Nothing but the lines from the one containing "window of houseboat?" through the last line should be written out, please, exactly as they stand.
··· Data records ···
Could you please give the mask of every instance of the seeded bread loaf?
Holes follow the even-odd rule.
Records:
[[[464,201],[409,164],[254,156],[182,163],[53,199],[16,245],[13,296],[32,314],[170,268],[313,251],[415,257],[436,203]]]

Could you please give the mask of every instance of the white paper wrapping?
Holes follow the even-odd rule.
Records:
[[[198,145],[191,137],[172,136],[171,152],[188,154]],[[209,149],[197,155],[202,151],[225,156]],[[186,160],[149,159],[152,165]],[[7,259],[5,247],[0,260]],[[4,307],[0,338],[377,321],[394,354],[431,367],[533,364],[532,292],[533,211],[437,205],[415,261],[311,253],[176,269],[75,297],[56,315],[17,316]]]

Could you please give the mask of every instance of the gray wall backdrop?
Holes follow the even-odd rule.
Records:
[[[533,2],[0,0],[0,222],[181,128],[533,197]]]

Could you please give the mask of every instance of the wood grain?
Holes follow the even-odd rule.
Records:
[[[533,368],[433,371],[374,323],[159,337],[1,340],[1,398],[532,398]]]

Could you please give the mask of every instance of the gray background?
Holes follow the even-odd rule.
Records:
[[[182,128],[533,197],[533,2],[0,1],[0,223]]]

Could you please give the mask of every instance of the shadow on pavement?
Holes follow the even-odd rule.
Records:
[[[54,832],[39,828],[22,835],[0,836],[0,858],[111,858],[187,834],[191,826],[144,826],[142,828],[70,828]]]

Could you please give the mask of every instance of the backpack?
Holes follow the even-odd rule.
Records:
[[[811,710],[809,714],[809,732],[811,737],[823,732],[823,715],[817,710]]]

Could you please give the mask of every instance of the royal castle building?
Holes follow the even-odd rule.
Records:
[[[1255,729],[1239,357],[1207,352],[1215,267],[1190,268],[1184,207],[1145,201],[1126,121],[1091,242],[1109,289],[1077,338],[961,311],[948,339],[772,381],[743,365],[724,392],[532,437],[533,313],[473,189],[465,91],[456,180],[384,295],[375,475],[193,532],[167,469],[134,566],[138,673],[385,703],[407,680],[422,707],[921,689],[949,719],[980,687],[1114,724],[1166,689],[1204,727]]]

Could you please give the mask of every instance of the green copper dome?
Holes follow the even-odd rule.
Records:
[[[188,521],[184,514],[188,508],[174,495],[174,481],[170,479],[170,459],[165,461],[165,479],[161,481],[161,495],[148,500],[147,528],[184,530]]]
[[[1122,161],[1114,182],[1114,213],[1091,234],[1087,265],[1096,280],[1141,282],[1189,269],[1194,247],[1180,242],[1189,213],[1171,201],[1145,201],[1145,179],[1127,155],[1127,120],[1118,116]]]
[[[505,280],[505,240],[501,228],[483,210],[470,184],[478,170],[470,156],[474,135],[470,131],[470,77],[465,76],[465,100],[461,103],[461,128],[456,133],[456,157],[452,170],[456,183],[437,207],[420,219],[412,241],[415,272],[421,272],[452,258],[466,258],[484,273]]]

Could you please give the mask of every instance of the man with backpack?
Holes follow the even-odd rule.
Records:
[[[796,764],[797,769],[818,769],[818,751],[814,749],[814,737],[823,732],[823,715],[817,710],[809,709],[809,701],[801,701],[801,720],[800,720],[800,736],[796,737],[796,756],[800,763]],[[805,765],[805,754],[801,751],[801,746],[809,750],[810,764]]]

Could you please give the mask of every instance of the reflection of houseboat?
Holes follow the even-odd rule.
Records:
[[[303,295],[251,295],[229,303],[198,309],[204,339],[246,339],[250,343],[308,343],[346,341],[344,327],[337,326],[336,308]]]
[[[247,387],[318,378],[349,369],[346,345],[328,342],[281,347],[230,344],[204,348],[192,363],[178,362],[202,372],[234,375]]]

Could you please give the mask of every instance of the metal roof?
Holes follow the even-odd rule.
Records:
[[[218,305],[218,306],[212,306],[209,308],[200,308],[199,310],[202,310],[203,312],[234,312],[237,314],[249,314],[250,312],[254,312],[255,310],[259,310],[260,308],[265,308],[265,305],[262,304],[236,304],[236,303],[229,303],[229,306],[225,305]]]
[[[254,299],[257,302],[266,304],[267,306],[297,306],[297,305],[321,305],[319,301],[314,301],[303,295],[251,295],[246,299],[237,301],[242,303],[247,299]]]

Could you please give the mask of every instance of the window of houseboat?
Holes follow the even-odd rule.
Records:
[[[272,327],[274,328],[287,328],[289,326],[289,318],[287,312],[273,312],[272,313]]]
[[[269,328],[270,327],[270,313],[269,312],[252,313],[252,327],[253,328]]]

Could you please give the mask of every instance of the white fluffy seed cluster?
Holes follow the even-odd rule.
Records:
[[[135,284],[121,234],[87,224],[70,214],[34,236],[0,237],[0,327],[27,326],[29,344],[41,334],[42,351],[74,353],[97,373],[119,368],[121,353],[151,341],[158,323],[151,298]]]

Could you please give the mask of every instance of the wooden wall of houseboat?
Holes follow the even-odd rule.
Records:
···
== Solution ==
Could you please give the mask of every instance of the window of houseboat?
Holes follow the even-odd rule.
Records:
[[[272,327],[274,328],[287,328],[289,326],[289,318],[287,312],[273,312],[272,313]]]
[[[269,328],[270,327],[270,313],[269,312],[252,313],[252,327],[253,328]]]

Could you please give the mask of every instance of the white fluffy seed cluster?
Holes follow the even-odd rule.
Records:
[[[135,284],[121,234],[87,224],[70,214],[34,236],[0,237],[0,327],[27,326],[29,344],[41,334],[42,351],[74,353],[97,373],[119,368],[121,353],[151,341],[158,323],[151,298]]]

Could you please give the mask of every instance of the wooden wall of houseboat?
Holes follow the even-odd rule.
Records:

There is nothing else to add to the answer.